## START
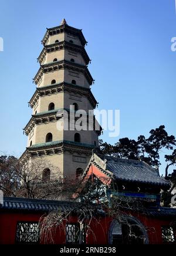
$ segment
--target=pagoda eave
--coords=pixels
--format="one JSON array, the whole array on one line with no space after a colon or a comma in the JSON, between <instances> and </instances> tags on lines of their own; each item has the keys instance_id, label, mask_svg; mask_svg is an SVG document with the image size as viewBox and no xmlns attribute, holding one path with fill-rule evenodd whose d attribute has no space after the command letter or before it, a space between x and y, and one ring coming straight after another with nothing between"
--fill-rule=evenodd
<instances>
[{"instance_id":1,"label":"pagoda eave","mask_svg":"<svg viewBox=\"0 0 176 256\"><path fill-rule=\"evenodd\" d=\"M42 40L42 43L45 45L49 36L57 35L64 32L71 33L72 35L78 36L83 46L84 46L87 43L81 29L70 26L67 24L63 24L60 26L47 29L45 35Z\"/></svg>"}]
</instances>

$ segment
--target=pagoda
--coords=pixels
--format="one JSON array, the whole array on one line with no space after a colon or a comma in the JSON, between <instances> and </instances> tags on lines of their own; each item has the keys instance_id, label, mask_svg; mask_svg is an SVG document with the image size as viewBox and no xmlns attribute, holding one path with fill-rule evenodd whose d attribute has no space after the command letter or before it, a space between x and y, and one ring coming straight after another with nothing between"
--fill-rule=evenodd
<instances>
[{"instance_id":1,"label":"pagoda","mask_svg":"<svg viewBox=\"0 0 176 256\"><path fill-rule=\"evenodd\" d=\"M45 179L53 172L59 173L58 178L79 177L93 150L99 147L101 129L94 125L91 130L65 129L65 122L71 122L70 109L86 112L88 124L89 111L93 113L97 105L90 90L94 80L87 68L87 42L82 29L69 26L64 19L60 26L47 29L42 43L38 58L40 66L33 79L36 89L29 102L32 114L24 128L28 146L20 161L45 160L47 165L41 174ZM65 119L66 111L68 117Z\"/></svg>"}]
</instances>

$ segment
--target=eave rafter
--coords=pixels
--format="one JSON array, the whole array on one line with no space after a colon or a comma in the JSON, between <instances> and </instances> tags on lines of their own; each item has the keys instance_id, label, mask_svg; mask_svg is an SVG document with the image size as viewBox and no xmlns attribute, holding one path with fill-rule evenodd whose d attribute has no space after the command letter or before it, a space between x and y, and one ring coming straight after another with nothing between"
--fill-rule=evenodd
<instances>
[{"instance_id":1,"label":"eave rafter","mask_svg":"<svg viewBox=\"0 0 176 256\"><path fill-rule=\"evenodd\" d=\"M69 26L67 24L63 24L60 26L47 29L47 31L42 41L42 43L45 45L47 42L49 36L57 35L63 32L67 32L76 36L78 36L83 46L84 46L86 43L87 43L82 33L82 29L78 29Z\"/></svg>"},{"instance_id":2,"label":"eave rafter","mask_svg":"<svg viewBox=\"0 0 176 256\"><path fill-rule=\"evenodd\" d=\"M62 50L62 49L67 49L80 53L86 65L88 65L90 61L90 59L84 47L80 46L66 41L62 41L58 43L53 43L52 45L45 45L39 58L38 58L39 63L42 64L42 61L43 60L47 53L55 52L58 50Z\"/></svg>"},{"instance_id":3,"label":"eave rafter","mask_svg":"<svg viewBox=\"0 0 176 256\"><path fill-rule=\"evenodd\" d=\"M41 65L39 71L35 76L33 80L35 84L37 85L43 73L53 72L59 69L63 69L65 68L69 70L71 69L75 72L83 73L89 83L90 85L92 85L93 82L93 79L92 78L92 76L91 76L86 66L81 65L80 64L71 62L66 60Z\"/></svg>"},{"instance_id":4,"label":"eave rafter","mask_svg":"<svg viewBox=\"0 0 176 256\"><path fill-rule=\"evenodd\" d=\"M86 156L91 156L94 148L94 145L88 145L66 140L43 143L42 146L27 147L20 157L19 161L27 161L30 157L60 154L66 151L69 151L70 153L76 152L80 155L84 154Z\"/></svg>"},{"instance_id":5,"label":"eave rafter","mask_svg":"<svg viewBox=\"0 0 176 256\"><path fill-rule=\"evenodd\" d=\"M97 105L97 102L89 88L65 82L36 88L36 90L31 99L29 104L31 107L33 108L39 97L66 91L87 97L94 109Z\"/></svg>"},{"instance_id":6,"label":"eave rafter","mask_svg":"<svg viewBox=\"0 0 176 256\"><path fill-rule=\"evenodd\" d=\"M46 124L47 123L50 123L52 122L56 122L59 119L62 118L64 116L63 112L66 111L68 113L68 117L70 116L70 110L66 109L57 109L55 110L48 111L46 112L43 112L41 113L38 113L35 115L32 115L31 119L29 122L24 128L24 131L26 136L28 136L29 134L32 132L32 129L34 128L36 124L40 125L42 124ZM75 121L79 119L79 117L75 117ZM87 127L89 126L89 115L87 114L84 117L86 119L86 121L87 123ZM93 116L93 130L97 134L97 136L100 136L102 131L102 128L100 126L100 130L95 130L95 123L96 123L96 119L94 116Z\"/></svg>"}]
</instances>

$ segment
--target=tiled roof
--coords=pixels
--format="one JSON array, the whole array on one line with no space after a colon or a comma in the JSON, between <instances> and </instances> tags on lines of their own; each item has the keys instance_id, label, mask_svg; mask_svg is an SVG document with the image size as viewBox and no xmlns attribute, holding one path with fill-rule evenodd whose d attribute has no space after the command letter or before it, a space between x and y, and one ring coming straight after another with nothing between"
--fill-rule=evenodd
<instances>
[{"instance_id":1,"label":"tiled roof","mask_svg":"<svg viewBox=\"0 0 176 256\"><path fill-rule=\"evenodd\" d=\"M101 165L101 168L103 167L103 170L107 173L113 174L117 180L169 186L169 181L160 176L158 170L143 161L101 155L96 155L96 157L100 160L98 164ZM96 157L94 157L95 161Z\"/></svg>"},{"instance_id":2,"label":"tiled roof","mask_svg":"<svg viewBox=\"0 0 176 256\"><path fill-rule=\"evenodd\" d=\"M28 149L30 150L32 149L40 149L42 148L48 148L53 146L57 146L62 144L77 146L83 147L88 147L90 149L94 149L94 145L91 145L90 144L80 143L79 142L70 142L69 140L58 140L56 142L46 142L45 143L36 144L35 145L32 145L31 147Z\"/></svg>"},{"instance_id":3,"label":"tiled roof","mask_svg":"<svg viewBox=\"0 0 176 256\"><path fill-rule=\"evenodd\" d=\"M174 217L176 218L176 208L168 207L153 207L148 210L148 214L154 217Z\"/></svg>"},{"instance_id":4,"label":"tiled roof","mask_svg":"<svg viewBox=\"0 0 176 256\"><path fill-rule=\"evenodd\" d=\"M60 209L62 211L69 211L77 207L78 204L75 202L5 197L4 204L0 204L0 210L50 211Z\"/></svg>"},{"instance_id":5,"label":"tiled roof","mask_svg":"<svg viewBox=\"0 0 176 256\"><path fill-rule=\"evenodd\" d=\"M27 211L49 212L60 210L63 211L75 210L75 212L81 209L83 204L80 203L54 201L38 199L29 199L16 197L4 197L4 204L0 204L0 210L23 210ZM97 207L99 214L104 215L104 212L100 211L101 207ZM153 217L170 217L176 218L176 209L167 207L150 207L143 212L143 214Z\"/></svg>"}]
</instances>

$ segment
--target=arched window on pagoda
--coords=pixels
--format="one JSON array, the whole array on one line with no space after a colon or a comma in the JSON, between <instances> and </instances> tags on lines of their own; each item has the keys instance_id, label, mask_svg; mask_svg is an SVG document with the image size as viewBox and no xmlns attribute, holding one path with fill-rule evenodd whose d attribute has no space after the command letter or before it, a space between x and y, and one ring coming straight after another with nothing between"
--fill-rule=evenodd
<instances>
[{"instance_id":1,"label":"arched window on pagoda","mask_svg":"<svg viewBox=\"0 0 176 256\"><path fill-rule=\"evenodd\" d=\"M82 168L77 168L76 171L76 178L79 180L83 173L83 170Z\"/></svg>"},{"instance_id":2,"label":"arched window on pagoda","mask_svg":"<svg viewBox=\"0 0 176 256\"><path fill-rule=\"evenodd\" d=\"M55 83L56 83L56 80L53 79L52 80L51 84L54 85Z\"/></svg>"},{"instance_id":3,"label":"arched window on pagoda","mask_svg":"<svg viewBox=\"0 0 176 256\"><path fill-rule=\"evenodd\" d=\"M48 111L54 110L55 108L55 104L53 102L51 102L48 106Z\"/></svg>"},{"instance_id":4,"label":"arched window on pagoda","mask_svg":"<svg viewBox=\"0 0 176 256\"><path fill-rule=\"evenodd\" d=\"M42 173L42 181L44 182L50 180L50 170L48 168L44 169Z\"/></svg>"},{"instance_id":5,"label":"arched window on pagoda","mask_svg":"<svg viewBox=\"0 0 176 256\"><path fill-rule=\"evenodd\" d=\"M52 142L53 141L53 135L49 133L46 136L46 142Z\"/></svg>"},{"instance_id":6,"label":"arched window on pagoda","mask_svg":"<svg viewBox=\"0 0 176 256\"><path fill-rule=\"evenodd\" d=\"M72 83L73 85L76 85L76 82L75 81L75 80L72 80Z\"/></svg>"},{"instance_id":7,"label":"arched window on pagoda","mask_svg":"<svg viewBox=\"0 0 176 256\"><path fill-rule=\"evenodd\" d=\"M79 133L75 133L75 142L80 142L80 135Z\"/></svg>"},{"instance_id":8,"label":"arched window on pagoda","mask_svg":"<svg viewBox=\"0 0 176 256\"><path fill-rule=\"evenodd\" d=\"M75 111L77 111L78 110L78 105L77 103L73 103L73 106L75 109Z\"/></svg>"}]
</instances>

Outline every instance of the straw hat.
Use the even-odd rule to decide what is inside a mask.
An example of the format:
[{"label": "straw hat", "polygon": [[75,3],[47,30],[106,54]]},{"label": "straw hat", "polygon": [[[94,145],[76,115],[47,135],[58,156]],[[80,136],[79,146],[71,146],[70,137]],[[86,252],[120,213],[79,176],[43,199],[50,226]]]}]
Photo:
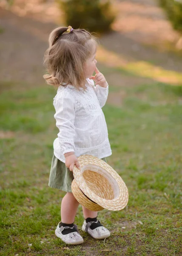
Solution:
[{"label": "straw hat", "polygon": [[119,174],[96,157],[84,155],[78,160],[80,168],[74,166],[74,179],[71,185],[73,194],[78,201],[84,206],[89,204],[89,209],[92,211],[100,210],[92,209],[97,205],[113,211],[125,208],[128,200],[128,192]]},{"label": "straw hat", "polygon": [[103,207],[90,200],[83,194],[77,185],[75,179],[71,183],[71,190],[74,196],[78,202],[87,209],[94,212],[98,212],[103,209]]}]

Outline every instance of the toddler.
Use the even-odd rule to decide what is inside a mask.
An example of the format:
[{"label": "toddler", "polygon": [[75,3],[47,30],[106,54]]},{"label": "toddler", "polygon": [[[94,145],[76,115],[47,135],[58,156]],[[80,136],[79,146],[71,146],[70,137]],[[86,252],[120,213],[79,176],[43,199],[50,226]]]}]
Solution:
[{"label": "toddler", "polygon": [[[59,132],[54,142],[48,186],[67,192],[55,234],[66,244],[79,244],[83,239],[74,224],[79,203],[71,192],[72,171],[74,165],[80,168],[77,157],[81,155],[106,162],[112,154],[101,108],[107,100],[108,84],[96,67],[97,40],[89,32],[71,26],[59,27],[51,33],[49,42],[44,56],[48,74],[44,78],[57,87],[53,104]],[[110,236],[97,219],[97,212],[83,207],[82,210],[83,231],[96,239]]]}]

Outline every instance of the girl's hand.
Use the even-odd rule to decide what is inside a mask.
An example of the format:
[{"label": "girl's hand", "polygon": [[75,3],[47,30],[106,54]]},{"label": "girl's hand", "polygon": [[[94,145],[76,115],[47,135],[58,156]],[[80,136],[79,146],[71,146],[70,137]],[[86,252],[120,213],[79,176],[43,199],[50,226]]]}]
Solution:
[{"label": "girl's hand", "polygon": [[96,67],[95,69],[96,75],[92,76],[90,79],[93,79],[96,82],[96,84],[99,84],[101,87],[105,88],[107,86],[106,80],[104,76],[101,73],[98,68]]},{"label": "girl's hand", "polygon": [[80,169],[80,166],[78,159],[74,154],[74,152],[72,152],[72,154],[70,153],[66,153],[64,154],[65,157],[65,165],[66,167],[69,168],[71,172],[73,172],[73,167],[74,165]]}]

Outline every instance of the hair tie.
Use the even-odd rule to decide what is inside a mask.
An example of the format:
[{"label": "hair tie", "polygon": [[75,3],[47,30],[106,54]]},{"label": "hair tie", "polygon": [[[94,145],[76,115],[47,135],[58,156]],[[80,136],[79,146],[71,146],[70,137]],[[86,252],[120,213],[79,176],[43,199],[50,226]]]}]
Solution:
[{"label": "hair tie", "polygon": [[70,33],[70,32],[71,32],[71,31],[73,30],[73,29],[72,29],[72,26],[68,26],[68,28],[66,30],[66,31],[67,32],[68,32],[68,33]]}]

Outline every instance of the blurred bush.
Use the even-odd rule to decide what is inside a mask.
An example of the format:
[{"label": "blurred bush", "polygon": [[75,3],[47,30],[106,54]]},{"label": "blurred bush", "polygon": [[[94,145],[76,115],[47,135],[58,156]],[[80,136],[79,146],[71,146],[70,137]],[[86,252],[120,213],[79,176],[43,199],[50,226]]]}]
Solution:
[{"label": "blurred bush", "polygon": [[115,15],[109,0],[57,0],[65,22],[74,28],[103,33],[111,30]]},{"label": "blurred bush", "polygon": [[182,1],[180,0],[159,0],[164,8],[173,28],[182,32]]}]

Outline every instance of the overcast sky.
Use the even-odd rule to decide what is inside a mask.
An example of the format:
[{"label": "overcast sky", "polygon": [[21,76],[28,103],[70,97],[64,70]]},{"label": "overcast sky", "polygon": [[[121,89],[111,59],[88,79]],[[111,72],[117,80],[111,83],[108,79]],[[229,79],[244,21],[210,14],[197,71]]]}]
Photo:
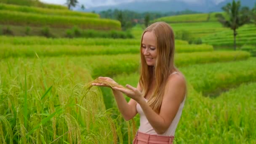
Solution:
[{"label": "overcast sky", "polygon": [[[158,0],[158,1],[164,1],[168,0]],[[225,0],[176,0],[177,1],[183,1],[191,3],[202,3],[206,0],[213,0],[216,3],[219,3]],[[43,2],[64,5],[67,0],[40,0]],[[157,0],[78,0],[79,4],[83,4],[86,8],[89,8],[99,6],[113,5],[119,4],[122,3],[128,3],[136,1],[157,1]]]}]

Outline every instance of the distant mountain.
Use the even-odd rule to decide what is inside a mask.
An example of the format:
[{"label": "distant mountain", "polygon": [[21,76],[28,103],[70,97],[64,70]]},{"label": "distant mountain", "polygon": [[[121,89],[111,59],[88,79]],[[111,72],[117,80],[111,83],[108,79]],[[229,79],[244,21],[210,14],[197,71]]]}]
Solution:
[{"label": "distant mountain", "polygon": [[[226,0],[225,1],[220,3],[217,5],[213,7],[210,9],[210,11],[223,11],[221,9],[221,8],[226,5],[228,3],[232,2],[232,0]],[[250,8],[252,8],[255,5],[256,3],[256,0],[242,0],[240,1],[241,2],[241,5],[242,6],[248,6]]]},{"label": "distant mountain", "polygon": [[[213,0],[202,0],[200,3],[187,3],[178,0],[169,0],[168,1],[141,1],[131,3],[123,3],[120,4],[111,6],[93,7],[85,9],[85,11],[95,11],[99,12],[106,11],[109,9],[124,10],[128,10],[137,12],[147,11],[160,12],[165,13],[169,11],[182,11],[186,9],[201,12],[208,13],[211,11],[221,11],[221,8],[226,5],[232,0],[226,0],[216,4]],[[254,5],[256,0],[242,0],[243,6],[252,7]],[[82,11],[78,8],[76,10]]]}]

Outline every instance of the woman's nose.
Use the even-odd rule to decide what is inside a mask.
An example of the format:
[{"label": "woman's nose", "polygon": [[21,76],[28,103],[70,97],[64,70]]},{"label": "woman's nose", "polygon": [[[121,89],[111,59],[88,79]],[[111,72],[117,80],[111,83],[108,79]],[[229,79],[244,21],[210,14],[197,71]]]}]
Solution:
[{"label": "woman's nose", "polygon": [[149,53],[149,52],[148,49],[145,48],[145,51],[144,51],[144,53],[143,53],[143,54],[144,54],[144,56],[147,56],[148,55]]}]

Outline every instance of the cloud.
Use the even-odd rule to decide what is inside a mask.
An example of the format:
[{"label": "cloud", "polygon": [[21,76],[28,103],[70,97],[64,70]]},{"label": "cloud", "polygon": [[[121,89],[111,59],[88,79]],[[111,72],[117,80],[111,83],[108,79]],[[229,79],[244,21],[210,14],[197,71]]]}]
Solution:
[{"label": "cloud", "polygon": [[[40,0],[42,2],[65,5],[67,0]],[[133,1],[166,1],[173,0],[78,0],[79,5],[83,4],[85,8],[89,8],[100,6],[114,5],[123,3],[129,3]],[[225,0],[175,0],[177,1],[182,1],[186,3],[200,3],[205,2],[207,0],[212,0],[216,4],[221,2]]]}]

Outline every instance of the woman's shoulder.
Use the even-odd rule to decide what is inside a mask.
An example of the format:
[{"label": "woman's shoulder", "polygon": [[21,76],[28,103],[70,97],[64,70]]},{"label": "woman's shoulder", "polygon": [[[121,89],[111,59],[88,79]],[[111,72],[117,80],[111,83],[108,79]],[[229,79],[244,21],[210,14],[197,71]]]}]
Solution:
[{"label": "woman's shoulder", "polygon": [[186,79],[181,72],[174,72],[168,77],[167,84],[177,85],[179,86],[186,87]]}]

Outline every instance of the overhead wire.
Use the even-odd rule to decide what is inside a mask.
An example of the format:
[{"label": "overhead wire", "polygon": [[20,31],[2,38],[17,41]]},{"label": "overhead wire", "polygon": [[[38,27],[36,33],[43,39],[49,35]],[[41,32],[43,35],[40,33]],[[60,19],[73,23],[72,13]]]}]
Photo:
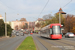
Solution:
[{"label": "overhead wire", "polygon": [[70,1],[70,2],[68,2],[66,5],[64,5],[62,8],[64,8],[65,6],[67,6],[69,3],[71,3],[72,2],[72,0]]}]

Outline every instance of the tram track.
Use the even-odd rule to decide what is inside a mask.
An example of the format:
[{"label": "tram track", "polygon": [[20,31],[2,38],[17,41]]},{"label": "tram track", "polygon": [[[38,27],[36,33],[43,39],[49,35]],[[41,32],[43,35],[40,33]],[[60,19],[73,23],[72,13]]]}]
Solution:
[{"label": "tram track", "polygon": [[69,42],[69,41],[61,40],[61,41],[57,41],[57,42],[60,42],[60,43],[67,44],[67,45],[75,47],[75,45],[73,43]]}]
## END
● TASK REQUIREMENTS: Copy out the lines verbatim from the line containing "Outline every instance of the tram track." through the end of the records.

● EXERCISE RESULT:
Outline every instance of the tram track.
Use the even-odd rule to decide what is inside a mask.
An example of the format:
[{"label": "tram track", "polygon": [[20,31],[2,38],[17,41]]},{"label": "tram track", "polygon": [[[38,27],[36,33],[43,39],[49,35]],[[41,32],[43,35],[40,33]],[[60,19],[73,23],[72,13]]]}]
Solution:
[{"label": "tram track", "polygon": [[69,42],[69,41],[61,40],[61,41],[57,41],[57,42],[60,42],[60,43],[67,44],[67,45],[75,47],[75,45],[73,43]]}]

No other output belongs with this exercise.